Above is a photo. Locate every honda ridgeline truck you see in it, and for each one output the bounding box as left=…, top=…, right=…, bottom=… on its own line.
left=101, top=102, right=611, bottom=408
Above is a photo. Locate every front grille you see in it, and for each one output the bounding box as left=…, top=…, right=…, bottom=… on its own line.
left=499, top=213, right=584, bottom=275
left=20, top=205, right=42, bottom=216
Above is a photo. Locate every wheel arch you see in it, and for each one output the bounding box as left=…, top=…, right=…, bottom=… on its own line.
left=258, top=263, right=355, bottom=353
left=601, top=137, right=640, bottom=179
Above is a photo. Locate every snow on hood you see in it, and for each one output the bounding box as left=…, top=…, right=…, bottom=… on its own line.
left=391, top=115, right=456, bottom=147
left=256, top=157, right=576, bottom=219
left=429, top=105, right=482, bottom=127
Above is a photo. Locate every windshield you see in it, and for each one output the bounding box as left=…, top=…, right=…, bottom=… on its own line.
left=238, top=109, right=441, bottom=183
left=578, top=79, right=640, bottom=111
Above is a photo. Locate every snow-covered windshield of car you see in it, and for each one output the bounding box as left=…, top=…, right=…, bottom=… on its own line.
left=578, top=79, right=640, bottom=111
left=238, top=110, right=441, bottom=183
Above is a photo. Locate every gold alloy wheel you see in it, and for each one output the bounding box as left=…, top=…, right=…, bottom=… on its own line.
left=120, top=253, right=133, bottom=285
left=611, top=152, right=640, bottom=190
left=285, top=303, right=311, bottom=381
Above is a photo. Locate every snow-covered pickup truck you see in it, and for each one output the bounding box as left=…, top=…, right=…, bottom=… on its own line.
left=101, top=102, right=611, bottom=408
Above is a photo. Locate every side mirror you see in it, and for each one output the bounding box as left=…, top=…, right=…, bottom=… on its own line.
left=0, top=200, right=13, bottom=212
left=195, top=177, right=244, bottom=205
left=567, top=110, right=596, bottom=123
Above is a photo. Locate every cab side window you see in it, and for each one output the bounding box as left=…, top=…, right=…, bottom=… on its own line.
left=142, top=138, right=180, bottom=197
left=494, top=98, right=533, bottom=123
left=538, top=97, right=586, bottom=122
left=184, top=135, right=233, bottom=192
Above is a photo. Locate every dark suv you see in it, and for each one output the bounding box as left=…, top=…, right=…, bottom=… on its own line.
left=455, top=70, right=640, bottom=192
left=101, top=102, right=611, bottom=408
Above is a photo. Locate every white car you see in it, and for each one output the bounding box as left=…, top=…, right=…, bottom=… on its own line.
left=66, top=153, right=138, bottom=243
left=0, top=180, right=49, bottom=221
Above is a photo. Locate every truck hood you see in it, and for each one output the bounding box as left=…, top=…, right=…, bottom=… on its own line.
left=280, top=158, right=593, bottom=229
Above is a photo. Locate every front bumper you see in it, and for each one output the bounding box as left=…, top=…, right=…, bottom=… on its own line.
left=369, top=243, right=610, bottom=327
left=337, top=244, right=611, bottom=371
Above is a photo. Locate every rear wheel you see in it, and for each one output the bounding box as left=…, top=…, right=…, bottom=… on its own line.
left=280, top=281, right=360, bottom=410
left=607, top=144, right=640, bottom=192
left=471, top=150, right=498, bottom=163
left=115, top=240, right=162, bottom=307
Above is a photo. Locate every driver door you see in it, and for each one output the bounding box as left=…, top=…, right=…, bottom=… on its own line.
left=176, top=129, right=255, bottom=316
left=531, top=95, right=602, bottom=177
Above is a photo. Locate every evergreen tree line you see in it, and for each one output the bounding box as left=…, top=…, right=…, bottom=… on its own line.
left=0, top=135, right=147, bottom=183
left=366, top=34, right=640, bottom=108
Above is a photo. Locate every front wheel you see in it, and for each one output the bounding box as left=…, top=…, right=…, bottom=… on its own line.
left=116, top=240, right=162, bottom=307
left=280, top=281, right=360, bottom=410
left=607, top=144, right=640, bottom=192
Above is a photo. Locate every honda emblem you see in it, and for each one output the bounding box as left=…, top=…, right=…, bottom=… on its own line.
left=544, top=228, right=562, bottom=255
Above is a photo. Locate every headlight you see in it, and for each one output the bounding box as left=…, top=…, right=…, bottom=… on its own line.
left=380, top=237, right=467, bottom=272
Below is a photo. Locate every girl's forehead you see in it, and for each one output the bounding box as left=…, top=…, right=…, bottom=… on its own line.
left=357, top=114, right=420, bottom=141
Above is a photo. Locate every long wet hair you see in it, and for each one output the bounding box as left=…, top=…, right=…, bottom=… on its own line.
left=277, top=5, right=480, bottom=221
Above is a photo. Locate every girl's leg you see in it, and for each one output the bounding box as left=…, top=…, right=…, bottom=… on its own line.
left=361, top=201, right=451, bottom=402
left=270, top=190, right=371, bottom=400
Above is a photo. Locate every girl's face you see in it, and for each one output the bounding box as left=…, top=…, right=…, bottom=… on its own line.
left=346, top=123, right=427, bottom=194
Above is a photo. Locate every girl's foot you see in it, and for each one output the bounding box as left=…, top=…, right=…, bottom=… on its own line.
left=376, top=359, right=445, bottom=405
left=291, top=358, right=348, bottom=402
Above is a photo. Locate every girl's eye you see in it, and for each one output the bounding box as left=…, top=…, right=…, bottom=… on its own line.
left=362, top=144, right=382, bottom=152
+--
## [Given exercise]
Duplicate the lines of the records starting at the line containing "Above is a photo. Locate every rear" and ending at the line containing "left=115, top=240, right=162, bottom=307", both included.

## [Written response]
Above is a photo. Locate every rear wheel you see in it, and for each one output the bounding box as left=…, top=…, right=…, bottom=… on its own line.
left=280, top=281, right=360, bottom=410
left=607, top=144, right=640, bottom=192
left=471, top=150, right=498, bottom=163
left=115, top=240, right=162, bottom=307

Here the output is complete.